(Data extracted from a collection)
- - - -
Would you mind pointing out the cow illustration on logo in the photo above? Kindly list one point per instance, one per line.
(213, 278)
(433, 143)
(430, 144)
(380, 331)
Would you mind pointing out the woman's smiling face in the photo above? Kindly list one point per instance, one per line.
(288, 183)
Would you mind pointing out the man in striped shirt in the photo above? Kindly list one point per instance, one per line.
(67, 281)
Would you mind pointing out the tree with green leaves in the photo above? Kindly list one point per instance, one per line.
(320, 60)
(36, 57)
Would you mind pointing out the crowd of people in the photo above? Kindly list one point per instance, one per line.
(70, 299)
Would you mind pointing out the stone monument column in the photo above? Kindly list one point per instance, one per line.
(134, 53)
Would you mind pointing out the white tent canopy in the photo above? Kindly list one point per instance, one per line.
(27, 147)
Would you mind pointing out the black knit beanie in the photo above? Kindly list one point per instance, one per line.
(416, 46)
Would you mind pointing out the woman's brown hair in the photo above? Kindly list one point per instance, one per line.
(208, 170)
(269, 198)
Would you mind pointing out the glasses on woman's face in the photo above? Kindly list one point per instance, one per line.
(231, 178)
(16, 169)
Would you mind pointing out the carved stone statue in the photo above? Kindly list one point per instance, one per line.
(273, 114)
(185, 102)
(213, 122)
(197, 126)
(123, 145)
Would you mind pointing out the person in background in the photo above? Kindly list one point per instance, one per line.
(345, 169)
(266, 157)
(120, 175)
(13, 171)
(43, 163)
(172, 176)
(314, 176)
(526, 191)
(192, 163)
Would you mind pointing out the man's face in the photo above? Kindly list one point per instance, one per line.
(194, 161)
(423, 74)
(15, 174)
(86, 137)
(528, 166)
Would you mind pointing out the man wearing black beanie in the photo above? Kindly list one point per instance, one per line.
- - - -
● **ABOUT THIS TASK**:
Above are some records; repeat all of them exactly.

● **YOUR RESPONSE**:
Would you mind pointing out the cow illustration on logo in the photo above? Kindly list one point per instance, one per line.
(213, 278)
(433, 143)
(430, 144)
(380, 331)
Would you mind pointing out the woman's smiling face in the photo above? Kindly list one point per instance, one per line.
(288, 183)
Would you mind pointing out the man in striped shirt in the photo above? Kindly list one point per instance, one per line.
(67, 281)
Would you mind pointing out the tree with green leaves in the photo above? Kindly list one point per instance, one per line.
(320, 60)
(36, 57)
Would you mind pointing out the crowd of people in the photo above? Kindly list one point per instance, one per line.
(70, 299)
Would you mind pointing out the stone monument column in the photo above? Kindly list one point per instance, one per line.
(134, 53)
Would you mind pointing out the white tent canopy in the photo above? Kindly list one point per instance, one per line.
(27, 147)
Would you mind pointing out the black knit beanie in the photo above? Kindly list one point per instance, one per line.
(416, 46)
Would you mind pointing out the woman's brown hair in the photo above? Kindly list one point per instance, one per line.
(208, 170)
(269, 198)
Would you mind pointing out the glasses on woman's face in the photo above? Kindly list one point per instance, one per line.
(231, 178)
(16, 169)
Would you mind pointing out the carved stone statue in the photo above? Kindly list one point per instance, one per line.
(273, 114)
(185, 102)
(213, 122)
(197, 126)
(123, 145)
Would you mind pointing out the person in background in the photo above? Kindly list one point per instance, one per line.
(345, 169)
(266, 157)
(120, 175)
(13, 171)
(43, 163)
(172, 176)
(314, 176)
(526, 191)
(192, 163)
Would you mind pointing out the man's face in the photo above? Kindly list one point per instance, one per line.
(194, 161)
(423, 74)
(15, 174)
(86, 137)
(528, 166)
Would you mind pointing out the man wearing black beanie in the photo above? Kindly list one point per instance, one per line.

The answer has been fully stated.